=== Source passage ===
-- Opening Marker --
Due to the huge variability of image information under natural image transformations, the receptive field responses of the local image operations that serve as input to higher level visual processes will in general be strongly dependent on the geometric and illumination conditions in the image formation process. To obtain robustness of a vision system, it is natural to require the receptive field families underlying the image operators to be either invariant or covariant under the relevant families of natural image transformations.
This talk presents an improved model and theory for time-causal and time-recursive spatio-temporal receptive fields, obtained by a combination of Gaussian receptive fields over the spatial domain and first-order integrators or equivalently truncated exponential filters coupled in cascade over the temporal domain. This model inherits the theoretically attractive properties of the Gaussian scale-space model over a spatial domain in terms of (i) invariance or covariance of receptive field responses under scaling transformation and affine transformations over the spatial domain combined with (ii) non-creation of new image structures from finer to coarser scales. When complemented by velocity adaptation the receptive field responses can be made (iii) Galilean covariant or invariant to account for unknown or variable relative motions between objects in the world and the observer. Additionally when expressed over a logarithmic distribution of the temporal scale levels, this model allows for (iv) scale invariance and self-similarity over the temporal domain while simultaneously expressed over a time-causal and time-recursive temporal domain, which is a theoretically new type of construction.
-- Closing Marker --
=== Questions to answer ===
(1) Do the statements below agree with the receptive field abstract? Answer yes or no for each, and quote the deciding words.
(a) Over the temporal domain, the model uses Gaussian filters.
(b) Velocity adaptation allows the receptive field responses to become Galilean covariant or invariant.
(c) Temporal scale invariance depends on a linear distribution of the temporal scale levels.
(2) Please write the next part of the receptive field abstract, picking up after its final sentence.
The records come from a different source than the receptive field abstract.

=== Data ===
-- Opening Marker --
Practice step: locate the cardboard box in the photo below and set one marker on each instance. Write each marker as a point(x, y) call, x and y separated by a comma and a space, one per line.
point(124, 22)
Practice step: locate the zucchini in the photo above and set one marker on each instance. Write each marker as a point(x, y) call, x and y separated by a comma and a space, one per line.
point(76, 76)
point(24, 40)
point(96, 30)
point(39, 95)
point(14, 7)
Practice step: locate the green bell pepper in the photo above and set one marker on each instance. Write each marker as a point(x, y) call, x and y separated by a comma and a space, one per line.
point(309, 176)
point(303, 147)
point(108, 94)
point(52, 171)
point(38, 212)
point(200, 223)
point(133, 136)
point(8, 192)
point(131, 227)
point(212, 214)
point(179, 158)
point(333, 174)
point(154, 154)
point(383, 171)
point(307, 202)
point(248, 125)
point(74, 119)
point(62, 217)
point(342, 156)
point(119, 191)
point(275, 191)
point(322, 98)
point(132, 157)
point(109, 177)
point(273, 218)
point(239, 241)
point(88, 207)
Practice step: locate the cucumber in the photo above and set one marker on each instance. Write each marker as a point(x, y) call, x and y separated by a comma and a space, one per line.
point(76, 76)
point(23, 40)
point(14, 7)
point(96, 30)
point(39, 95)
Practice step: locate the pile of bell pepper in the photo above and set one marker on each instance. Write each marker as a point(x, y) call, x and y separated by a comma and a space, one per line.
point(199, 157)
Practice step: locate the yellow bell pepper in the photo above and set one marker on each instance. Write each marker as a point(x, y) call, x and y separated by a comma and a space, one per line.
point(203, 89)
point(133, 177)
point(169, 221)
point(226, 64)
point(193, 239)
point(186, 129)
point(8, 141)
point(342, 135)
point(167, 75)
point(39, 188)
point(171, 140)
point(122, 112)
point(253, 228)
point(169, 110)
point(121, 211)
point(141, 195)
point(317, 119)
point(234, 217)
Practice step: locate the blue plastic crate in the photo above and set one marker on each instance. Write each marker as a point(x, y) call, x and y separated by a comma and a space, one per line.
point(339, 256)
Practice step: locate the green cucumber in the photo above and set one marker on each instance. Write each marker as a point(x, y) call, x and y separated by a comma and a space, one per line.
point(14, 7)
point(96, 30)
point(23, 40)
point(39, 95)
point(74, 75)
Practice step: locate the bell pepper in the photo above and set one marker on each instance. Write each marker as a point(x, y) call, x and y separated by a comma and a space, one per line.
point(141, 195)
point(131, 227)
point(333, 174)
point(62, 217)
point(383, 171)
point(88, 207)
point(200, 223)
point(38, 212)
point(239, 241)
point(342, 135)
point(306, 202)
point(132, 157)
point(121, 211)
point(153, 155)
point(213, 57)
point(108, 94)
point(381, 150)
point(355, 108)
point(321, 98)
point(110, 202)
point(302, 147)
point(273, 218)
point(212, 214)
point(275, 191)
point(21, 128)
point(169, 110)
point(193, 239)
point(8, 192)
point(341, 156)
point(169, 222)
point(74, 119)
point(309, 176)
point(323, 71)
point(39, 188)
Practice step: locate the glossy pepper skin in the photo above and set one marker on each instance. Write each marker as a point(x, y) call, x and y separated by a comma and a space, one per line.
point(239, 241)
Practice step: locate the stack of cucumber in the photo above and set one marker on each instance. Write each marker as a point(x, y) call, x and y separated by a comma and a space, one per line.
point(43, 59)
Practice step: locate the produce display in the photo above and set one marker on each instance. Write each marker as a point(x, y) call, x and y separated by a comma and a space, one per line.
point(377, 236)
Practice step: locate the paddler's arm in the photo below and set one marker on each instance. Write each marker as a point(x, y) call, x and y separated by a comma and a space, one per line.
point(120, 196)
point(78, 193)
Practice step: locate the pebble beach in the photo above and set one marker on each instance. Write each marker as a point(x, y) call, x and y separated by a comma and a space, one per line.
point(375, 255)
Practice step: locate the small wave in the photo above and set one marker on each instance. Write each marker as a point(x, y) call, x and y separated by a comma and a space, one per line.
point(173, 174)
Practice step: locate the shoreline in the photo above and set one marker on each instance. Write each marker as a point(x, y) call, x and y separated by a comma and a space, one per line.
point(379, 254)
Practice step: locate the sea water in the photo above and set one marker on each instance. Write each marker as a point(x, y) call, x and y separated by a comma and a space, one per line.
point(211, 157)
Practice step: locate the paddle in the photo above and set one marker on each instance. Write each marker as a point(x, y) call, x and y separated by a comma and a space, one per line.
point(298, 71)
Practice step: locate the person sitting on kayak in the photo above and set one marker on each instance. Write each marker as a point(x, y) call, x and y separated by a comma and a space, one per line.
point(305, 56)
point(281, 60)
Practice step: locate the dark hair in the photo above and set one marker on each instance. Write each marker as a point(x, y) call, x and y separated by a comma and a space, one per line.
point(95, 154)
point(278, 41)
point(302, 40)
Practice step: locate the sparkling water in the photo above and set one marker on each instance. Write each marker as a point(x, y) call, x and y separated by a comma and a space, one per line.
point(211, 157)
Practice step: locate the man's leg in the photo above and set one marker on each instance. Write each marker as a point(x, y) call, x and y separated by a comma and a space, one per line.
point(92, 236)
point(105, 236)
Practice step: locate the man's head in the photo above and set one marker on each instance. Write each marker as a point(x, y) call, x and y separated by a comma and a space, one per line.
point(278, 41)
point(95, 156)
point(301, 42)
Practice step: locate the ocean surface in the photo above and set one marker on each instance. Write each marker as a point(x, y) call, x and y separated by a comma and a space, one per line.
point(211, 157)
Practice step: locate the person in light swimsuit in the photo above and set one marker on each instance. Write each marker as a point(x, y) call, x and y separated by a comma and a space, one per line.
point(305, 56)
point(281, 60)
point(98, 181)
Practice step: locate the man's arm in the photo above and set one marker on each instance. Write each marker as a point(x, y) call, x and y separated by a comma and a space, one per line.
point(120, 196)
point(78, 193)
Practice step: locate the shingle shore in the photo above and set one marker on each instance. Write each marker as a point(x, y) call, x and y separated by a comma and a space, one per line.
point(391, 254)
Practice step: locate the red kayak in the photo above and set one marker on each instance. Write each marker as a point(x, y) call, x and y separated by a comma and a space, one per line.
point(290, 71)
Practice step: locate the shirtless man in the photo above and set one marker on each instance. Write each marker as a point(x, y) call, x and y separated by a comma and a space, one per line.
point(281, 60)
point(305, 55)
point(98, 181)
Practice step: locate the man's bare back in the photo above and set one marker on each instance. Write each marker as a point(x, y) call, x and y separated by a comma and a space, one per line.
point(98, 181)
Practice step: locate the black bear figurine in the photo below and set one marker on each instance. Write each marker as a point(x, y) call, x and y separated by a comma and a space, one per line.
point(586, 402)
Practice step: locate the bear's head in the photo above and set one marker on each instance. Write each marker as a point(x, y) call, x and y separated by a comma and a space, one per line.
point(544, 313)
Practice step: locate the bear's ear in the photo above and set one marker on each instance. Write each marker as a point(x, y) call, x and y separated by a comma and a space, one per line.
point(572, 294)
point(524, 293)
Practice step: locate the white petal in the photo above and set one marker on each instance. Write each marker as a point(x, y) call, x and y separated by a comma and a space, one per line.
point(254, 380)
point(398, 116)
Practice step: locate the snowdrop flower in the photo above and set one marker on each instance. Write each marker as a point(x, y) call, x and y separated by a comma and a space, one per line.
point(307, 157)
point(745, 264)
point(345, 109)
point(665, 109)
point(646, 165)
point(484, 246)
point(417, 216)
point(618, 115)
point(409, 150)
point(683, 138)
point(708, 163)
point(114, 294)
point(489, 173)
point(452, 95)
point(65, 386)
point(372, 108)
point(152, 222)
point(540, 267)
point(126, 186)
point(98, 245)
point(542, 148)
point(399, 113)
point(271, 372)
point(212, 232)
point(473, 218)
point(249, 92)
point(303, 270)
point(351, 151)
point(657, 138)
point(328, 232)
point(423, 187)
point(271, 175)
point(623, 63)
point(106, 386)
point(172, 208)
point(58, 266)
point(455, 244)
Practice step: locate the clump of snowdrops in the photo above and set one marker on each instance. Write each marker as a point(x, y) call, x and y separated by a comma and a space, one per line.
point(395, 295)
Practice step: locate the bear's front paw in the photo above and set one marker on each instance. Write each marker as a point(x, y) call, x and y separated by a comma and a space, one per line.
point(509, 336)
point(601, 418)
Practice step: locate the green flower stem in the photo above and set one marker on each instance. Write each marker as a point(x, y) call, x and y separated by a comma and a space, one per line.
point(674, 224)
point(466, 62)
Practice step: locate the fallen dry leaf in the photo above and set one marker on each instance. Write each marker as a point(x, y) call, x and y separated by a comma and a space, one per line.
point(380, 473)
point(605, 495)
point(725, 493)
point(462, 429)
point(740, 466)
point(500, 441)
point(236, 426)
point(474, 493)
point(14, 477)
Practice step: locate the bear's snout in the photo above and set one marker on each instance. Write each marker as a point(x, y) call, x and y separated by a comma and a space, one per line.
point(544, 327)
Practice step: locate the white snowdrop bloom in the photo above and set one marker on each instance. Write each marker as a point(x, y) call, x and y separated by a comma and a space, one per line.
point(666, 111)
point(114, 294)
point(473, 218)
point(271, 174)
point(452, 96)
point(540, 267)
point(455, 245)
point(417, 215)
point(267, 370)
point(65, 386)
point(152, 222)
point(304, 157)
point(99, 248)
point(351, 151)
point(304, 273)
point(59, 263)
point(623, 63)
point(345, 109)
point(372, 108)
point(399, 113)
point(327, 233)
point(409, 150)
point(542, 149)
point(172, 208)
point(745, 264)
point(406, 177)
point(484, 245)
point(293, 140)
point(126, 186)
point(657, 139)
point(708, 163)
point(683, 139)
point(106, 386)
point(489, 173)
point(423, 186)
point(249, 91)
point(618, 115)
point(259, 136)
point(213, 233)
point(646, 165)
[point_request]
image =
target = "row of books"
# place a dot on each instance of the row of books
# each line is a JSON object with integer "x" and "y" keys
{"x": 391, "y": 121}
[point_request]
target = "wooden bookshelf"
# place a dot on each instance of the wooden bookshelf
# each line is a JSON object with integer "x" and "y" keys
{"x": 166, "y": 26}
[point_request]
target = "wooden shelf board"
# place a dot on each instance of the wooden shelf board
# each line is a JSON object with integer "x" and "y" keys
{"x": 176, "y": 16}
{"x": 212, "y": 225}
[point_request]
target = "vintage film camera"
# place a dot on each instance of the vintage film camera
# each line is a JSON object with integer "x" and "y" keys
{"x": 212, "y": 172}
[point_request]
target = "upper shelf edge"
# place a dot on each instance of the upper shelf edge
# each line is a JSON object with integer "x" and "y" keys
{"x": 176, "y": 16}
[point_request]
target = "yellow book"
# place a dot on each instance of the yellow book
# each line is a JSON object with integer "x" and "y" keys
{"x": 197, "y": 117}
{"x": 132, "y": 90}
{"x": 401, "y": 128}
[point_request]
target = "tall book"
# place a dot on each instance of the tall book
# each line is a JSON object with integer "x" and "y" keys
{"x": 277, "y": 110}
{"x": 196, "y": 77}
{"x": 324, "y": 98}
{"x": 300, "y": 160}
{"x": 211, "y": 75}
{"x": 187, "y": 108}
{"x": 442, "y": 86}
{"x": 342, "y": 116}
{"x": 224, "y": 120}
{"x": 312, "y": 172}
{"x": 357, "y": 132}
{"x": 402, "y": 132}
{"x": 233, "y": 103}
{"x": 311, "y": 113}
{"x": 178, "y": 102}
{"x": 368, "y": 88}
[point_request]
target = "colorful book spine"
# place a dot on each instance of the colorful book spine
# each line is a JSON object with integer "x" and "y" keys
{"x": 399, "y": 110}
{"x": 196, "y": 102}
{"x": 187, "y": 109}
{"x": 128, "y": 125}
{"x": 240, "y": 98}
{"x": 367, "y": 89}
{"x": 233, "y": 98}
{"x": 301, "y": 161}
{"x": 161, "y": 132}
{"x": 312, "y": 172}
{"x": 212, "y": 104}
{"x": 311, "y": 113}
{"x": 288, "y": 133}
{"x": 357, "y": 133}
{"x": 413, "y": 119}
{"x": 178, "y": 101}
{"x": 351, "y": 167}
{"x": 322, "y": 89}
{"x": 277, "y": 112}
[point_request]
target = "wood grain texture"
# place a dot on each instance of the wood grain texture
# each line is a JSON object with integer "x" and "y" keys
-- Closing Marker --
=== Answers by task ===
(1)
(a) No: "first-order integrators or equivalently truncated exponential filters coupled in cascade over the temporal domain"
(b) Yes: "When complemented by velocity adaptation the receptive field responses can be made (iii) Galilean covariant or invariant"
(c) No: "when expressed over a logarithmic distribution of the temporal scale levels"

(2)
We propose this axiomatically derived theory as the natural extension of the Gaussian scale-space paradigm for local image operations from a spatial domain to a time-causal spatio-temporal domain, to be used as a general framework for expressing spatial and spatio-temporal image operators for a computer vision system. The theory leads to (v) predictions about spatial and spatio-temporal receptive fields with good qualitative similarity to biological receptive fields measured by cell recordings in the retina, the lateral geniculate nucleus (LGN) and the primary visual cortex (V1). Specifically, this framework allows for (vi) computationally efficient real-time operations and leads to (vii) much better temporal dynamics (shorter temporal delays) compared to previously formulated time-causal temporal scale-space models.
Lindeberg (2016) "Time-causal and time-recursive spatio-temporal receptive fields", Journal of Mathematical Imaging and Vision, 55(1): 50-88.
First European Machine Vision Forum, Heidelberg, Germany, September 8-9, 2016.